• _The request_
Look for "of the grassy" in the records below, then copy that line and every line after it, exactly and with nothing added.

• _Record excerpts_
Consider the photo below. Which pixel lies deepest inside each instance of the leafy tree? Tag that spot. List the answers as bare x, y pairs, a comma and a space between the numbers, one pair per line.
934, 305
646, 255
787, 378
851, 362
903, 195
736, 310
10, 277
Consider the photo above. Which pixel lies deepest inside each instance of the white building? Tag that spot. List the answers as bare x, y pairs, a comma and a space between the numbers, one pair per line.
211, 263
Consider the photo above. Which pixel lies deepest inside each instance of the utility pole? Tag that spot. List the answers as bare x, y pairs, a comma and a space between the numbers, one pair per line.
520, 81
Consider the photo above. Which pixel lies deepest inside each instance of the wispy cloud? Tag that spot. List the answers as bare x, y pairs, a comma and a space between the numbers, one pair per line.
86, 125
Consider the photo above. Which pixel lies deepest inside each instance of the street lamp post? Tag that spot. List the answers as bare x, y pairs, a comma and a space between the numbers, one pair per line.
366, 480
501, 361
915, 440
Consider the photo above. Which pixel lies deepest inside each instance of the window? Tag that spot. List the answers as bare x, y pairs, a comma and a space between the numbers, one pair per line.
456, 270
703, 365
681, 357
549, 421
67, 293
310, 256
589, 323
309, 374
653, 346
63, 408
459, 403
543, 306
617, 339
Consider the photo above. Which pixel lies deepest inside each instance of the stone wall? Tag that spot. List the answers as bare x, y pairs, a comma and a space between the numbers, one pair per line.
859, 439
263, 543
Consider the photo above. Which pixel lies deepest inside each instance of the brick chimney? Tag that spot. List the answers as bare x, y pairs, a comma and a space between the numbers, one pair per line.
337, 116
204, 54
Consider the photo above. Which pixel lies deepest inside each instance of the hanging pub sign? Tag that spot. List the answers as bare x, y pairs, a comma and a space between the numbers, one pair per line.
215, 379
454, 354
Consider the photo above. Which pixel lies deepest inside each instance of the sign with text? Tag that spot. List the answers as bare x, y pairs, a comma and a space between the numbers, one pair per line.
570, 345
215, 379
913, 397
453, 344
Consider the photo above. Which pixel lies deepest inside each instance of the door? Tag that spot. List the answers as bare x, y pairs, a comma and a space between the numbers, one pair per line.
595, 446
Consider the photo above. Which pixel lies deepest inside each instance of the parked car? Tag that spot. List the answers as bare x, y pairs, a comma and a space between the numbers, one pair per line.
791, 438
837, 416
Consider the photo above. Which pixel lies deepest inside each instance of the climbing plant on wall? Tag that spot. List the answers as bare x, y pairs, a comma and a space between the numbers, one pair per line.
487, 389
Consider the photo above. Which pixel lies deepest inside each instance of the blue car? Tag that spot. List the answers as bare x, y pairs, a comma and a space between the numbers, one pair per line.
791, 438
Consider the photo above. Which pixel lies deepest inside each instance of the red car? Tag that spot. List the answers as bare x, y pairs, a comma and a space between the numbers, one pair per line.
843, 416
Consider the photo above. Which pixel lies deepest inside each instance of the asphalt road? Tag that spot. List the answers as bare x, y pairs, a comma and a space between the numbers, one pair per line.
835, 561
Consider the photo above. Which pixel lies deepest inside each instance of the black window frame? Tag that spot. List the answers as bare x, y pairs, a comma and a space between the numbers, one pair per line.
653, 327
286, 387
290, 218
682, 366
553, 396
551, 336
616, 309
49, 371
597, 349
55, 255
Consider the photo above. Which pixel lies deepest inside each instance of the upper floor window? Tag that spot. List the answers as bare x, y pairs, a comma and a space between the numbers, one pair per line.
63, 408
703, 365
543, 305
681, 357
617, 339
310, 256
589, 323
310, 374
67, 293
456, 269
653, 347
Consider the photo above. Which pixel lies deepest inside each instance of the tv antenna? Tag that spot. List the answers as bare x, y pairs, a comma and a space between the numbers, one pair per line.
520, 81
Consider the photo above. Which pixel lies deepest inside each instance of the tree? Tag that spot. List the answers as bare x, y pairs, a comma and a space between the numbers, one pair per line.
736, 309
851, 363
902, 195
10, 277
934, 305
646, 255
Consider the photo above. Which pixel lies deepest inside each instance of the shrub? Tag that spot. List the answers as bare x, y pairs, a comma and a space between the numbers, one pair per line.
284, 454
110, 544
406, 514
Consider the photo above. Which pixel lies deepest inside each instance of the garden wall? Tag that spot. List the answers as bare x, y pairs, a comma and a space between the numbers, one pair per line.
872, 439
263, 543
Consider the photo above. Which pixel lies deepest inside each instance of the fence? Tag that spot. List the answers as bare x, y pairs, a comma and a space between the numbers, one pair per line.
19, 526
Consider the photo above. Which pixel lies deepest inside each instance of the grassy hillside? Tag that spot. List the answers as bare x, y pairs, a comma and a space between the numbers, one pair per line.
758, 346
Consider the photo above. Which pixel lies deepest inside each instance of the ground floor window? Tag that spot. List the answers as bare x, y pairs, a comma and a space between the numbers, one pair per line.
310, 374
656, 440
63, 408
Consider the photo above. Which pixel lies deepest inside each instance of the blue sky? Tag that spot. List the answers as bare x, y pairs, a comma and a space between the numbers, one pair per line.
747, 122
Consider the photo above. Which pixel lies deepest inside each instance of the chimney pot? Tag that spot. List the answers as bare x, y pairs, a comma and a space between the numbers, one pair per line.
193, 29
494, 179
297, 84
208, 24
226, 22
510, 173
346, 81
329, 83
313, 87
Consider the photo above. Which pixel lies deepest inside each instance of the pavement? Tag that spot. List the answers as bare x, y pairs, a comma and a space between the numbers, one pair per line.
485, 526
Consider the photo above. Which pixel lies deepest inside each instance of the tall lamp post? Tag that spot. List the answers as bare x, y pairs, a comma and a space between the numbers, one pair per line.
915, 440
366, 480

• _Answer to the problem_
Consider the photo above. Which pixel lies deepest inside each instance of the grassy hillside? Tag that spot. List the answers as bare x, y pairs, a comma and a space between the numbers, one pair per line.
758, 346
Consider the photo above. Which pixel lies deepest inside each instance of the ground floor window? Tag that spot. List the answers as bare x, y pairs, a comma and a space between the numbers, one pair per line.
310, 374
656, 440
63, 408
Consider the photo above. Which pixel lies deepest inside each instance of the blue sky? Tag that spot. List the answers as bare x, y pairs, a comma and a space between the numbers, one pair per line.
747, 122
Consider the photo above. Which pixel lies deepest inside each instance of the chimney pot? Tag that spot. List the answers as bare x, y pairs, a comma and a space between the numbers, one pair per line.
193, 29
494, 179
297, 84
208, 24
226, 22
510, 173
346, 81
329, 83
313, 87
Consider the photo above. Which pixel lies deepest inside each instance of the pavement? Tag that spot. List the answers as bare x, y pairs, a comma and a space between the numbers, one pair per line.
485, 526
Consider the photo above. Which pixel lies deepest inside each instance of the tall lamp post? Tag that spot. List the answers as bare x, y pairs, a comma and a space between the numbers, one pair per line.
915, 440
366, 480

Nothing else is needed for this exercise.